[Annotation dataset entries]
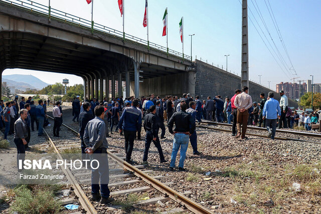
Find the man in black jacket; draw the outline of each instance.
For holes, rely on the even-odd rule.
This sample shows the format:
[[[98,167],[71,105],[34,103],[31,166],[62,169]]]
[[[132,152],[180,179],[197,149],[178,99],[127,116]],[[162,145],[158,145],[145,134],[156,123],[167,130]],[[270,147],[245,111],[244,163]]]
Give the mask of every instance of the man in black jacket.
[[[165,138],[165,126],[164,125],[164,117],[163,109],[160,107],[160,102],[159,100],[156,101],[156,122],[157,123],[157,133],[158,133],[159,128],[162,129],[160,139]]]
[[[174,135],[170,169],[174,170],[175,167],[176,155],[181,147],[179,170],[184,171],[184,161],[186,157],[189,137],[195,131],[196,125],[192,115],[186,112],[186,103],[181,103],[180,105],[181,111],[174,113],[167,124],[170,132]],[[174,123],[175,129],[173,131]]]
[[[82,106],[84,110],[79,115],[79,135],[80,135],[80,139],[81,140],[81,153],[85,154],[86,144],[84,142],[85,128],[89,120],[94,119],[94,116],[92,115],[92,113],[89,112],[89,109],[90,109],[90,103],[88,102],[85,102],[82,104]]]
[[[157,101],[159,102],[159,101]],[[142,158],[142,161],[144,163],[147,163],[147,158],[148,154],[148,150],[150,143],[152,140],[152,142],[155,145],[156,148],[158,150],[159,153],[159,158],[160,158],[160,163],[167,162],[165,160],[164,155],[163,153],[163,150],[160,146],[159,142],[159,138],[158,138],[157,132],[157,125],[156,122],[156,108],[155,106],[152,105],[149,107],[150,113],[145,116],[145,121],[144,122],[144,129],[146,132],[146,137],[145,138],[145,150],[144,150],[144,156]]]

...

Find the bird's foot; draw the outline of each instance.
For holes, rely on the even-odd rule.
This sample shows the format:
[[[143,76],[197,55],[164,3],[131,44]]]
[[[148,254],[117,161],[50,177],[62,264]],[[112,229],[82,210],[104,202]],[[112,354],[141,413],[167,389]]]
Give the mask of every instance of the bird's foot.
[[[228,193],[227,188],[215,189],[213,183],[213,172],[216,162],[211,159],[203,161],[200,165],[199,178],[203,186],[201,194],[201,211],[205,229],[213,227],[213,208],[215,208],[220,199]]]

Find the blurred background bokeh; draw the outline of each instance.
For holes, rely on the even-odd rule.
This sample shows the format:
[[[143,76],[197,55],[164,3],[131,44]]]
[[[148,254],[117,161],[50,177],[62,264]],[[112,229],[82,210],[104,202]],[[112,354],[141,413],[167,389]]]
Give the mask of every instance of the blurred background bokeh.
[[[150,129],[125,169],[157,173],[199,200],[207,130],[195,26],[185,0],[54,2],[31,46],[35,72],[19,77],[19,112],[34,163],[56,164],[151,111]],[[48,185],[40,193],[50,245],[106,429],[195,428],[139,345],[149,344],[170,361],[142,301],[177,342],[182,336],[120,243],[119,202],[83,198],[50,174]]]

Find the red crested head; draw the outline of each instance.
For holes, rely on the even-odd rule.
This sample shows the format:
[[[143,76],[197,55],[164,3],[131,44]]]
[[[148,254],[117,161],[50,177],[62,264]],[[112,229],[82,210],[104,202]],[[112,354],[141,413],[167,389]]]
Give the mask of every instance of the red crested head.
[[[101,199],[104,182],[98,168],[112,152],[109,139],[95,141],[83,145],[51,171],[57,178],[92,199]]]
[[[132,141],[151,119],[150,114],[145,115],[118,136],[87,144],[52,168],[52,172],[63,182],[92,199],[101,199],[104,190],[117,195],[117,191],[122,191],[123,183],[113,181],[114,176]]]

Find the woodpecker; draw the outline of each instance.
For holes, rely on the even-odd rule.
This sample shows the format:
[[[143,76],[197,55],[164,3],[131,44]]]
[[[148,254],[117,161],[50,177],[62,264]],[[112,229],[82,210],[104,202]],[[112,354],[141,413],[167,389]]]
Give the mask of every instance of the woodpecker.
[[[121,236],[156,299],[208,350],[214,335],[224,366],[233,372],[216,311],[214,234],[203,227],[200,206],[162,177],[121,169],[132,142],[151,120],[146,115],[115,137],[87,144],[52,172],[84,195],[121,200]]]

...

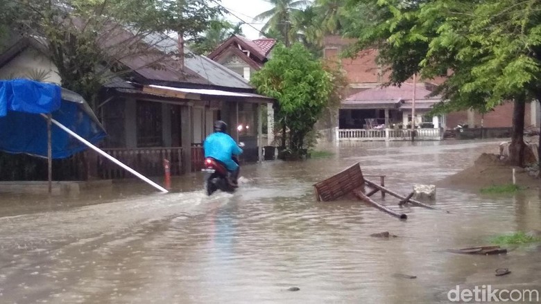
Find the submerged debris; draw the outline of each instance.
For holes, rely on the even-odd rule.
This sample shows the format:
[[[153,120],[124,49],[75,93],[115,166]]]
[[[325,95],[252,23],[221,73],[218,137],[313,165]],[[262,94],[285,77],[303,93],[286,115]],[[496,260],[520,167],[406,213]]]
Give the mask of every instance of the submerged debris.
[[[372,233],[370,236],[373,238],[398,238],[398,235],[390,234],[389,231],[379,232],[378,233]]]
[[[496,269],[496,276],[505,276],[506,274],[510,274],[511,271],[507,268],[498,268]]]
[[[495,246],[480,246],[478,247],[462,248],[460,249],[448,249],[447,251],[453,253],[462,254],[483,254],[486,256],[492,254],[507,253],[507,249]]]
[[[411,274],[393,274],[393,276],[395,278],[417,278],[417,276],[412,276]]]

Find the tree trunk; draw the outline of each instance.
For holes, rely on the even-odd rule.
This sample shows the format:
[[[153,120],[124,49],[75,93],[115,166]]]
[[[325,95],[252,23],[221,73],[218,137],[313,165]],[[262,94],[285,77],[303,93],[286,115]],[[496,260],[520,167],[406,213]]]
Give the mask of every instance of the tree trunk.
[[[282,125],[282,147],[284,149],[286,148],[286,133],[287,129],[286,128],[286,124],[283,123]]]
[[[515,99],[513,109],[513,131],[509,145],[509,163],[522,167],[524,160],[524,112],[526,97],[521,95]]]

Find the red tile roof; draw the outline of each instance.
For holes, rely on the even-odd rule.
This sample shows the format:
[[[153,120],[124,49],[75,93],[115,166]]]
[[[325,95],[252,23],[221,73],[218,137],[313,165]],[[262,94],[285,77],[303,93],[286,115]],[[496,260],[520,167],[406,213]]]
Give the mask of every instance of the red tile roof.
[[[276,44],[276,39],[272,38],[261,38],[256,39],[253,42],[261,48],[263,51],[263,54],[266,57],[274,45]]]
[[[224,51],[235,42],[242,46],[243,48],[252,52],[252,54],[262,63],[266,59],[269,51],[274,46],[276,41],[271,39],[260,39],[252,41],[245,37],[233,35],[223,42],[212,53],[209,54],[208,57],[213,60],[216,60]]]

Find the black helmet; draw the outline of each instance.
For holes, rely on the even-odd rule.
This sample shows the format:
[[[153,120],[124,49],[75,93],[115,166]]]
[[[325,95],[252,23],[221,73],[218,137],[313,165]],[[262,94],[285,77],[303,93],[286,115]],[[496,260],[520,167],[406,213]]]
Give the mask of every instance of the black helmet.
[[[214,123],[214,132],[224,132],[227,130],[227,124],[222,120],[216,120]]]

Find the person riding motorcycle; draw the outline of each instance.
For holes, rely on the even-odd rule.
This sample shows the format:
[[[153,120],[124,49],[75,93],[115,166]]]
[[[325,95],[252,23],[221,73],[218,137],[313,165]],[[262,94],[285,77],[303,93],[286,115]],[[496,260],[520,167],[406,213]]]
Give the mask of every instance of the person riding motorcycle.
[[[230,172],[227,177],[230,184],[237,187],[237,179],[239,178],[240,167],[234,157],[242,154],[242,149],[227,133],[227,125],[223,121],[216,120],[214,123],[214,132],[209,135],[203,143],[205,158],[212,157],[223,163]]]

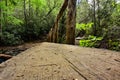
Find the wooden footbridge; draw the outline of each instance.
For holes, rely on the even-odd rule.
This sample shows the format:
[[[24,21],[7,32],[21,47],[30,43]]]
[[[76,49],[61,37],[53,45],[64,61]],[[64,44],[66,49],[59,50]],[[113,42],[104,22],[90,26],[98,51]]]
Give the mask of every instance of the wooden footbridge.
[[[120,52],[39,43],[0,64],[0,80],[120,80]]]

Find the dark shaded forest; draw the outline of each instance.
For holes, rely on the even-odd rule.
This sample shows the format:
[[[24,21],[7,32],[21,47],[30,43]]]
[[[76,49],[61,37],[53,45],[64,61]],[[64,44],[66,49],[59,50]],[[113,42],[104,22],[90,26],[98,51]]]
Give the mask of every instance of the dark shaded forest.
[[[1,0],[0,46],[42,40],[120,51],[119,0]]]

[Set exercise]
Turn the rows between the line holding "Find the man" and the line holding "Give the mask of every instance of the man", inclusive, into a numbered list, leaving out any blank lines.

[Finished exercise]
1. Find the man in black jacket; draw the outline of each instance.
2. For holes, rely on the even-odd rule.
3. This sample shows the format:
4. [[[98,167],[71,105],[34,103],[31,166],[62,169]]]
5. [[[132,152],[180,179],[197,149],[178,99],[127,116]],[[162,145],[158,145],[145,134],[156,123],[167,130]],[[270,147],[245,111],[244,163]]]
6. Give the mask of every instance of the man in black jacket.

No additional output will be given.